> **Supplied material**

○ ○ ○

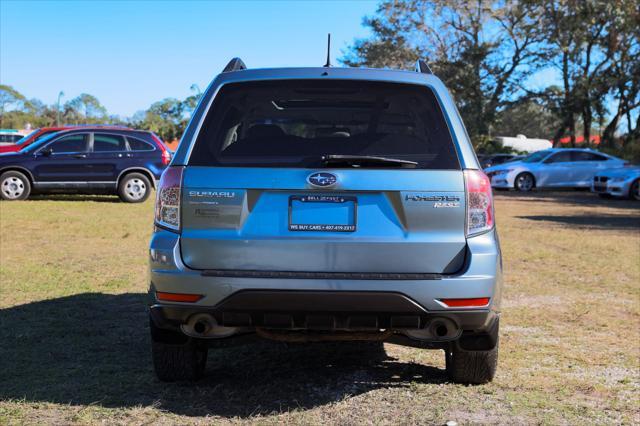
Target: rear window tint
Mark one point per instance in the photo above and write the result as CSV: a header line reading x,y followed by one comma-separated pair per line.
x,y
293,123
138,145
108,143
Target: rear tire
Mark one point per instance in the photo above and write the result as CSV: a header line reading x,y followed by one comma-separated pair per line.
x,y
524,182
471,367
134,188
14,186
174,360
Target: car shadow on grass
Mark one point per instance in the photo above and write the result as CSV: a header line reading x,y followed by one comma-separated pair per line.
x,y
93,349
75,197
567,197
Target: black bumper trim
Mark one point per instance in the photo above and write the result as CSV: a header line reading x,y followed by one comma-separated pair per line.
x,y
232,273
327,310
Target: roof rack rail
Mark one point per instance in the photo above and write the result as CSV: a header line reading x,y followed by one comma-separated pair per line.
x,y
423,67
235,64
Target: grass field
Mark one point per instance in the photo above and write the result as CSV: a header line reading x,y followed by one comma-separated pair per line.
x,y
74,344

○ ○ ○

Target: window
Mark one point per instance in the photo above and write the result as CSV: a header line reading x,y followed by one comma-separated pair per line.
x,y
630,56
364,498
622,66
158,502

○ ○ ○

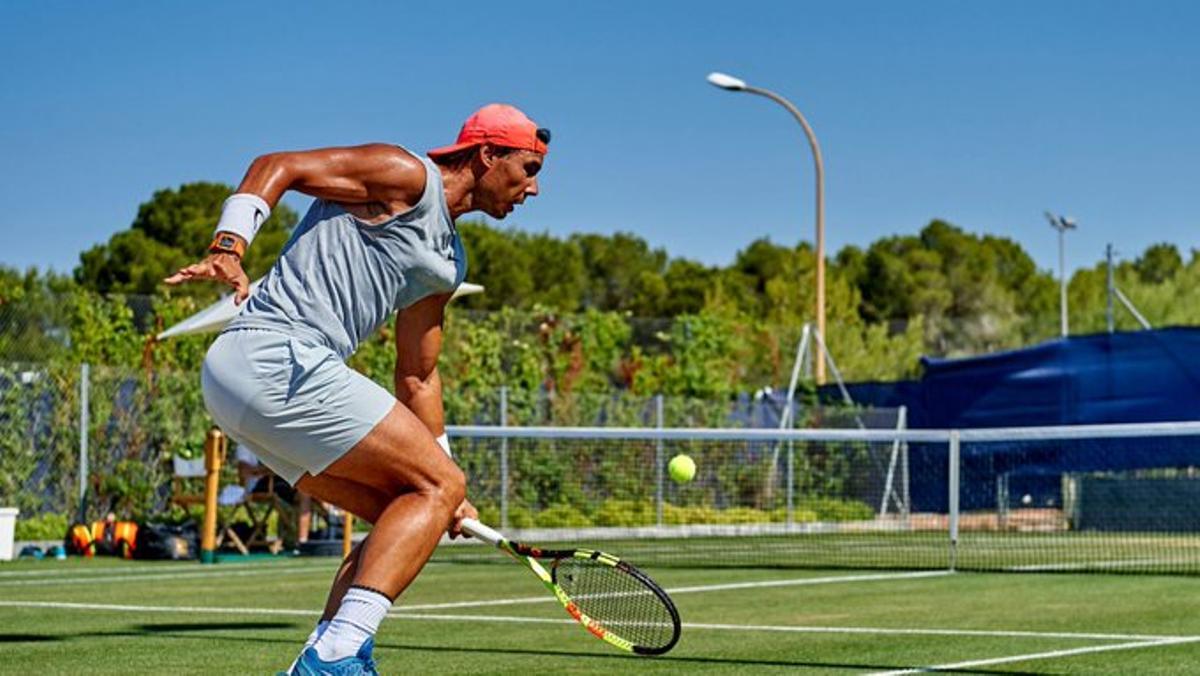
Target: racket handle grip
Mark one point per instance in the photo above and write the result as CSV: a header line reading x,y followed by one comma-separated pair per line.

○ ○ ○

> **Instructions to follow**
From the entries above, copy every line that holds the word "Target".

> **Written reply**
Target: rear window tint
Target: rear tire
Target: car shadow on grass
Target: black bumper trim
Target: roof rack rail
Target: grass field
Target: window
Target: racket handle grip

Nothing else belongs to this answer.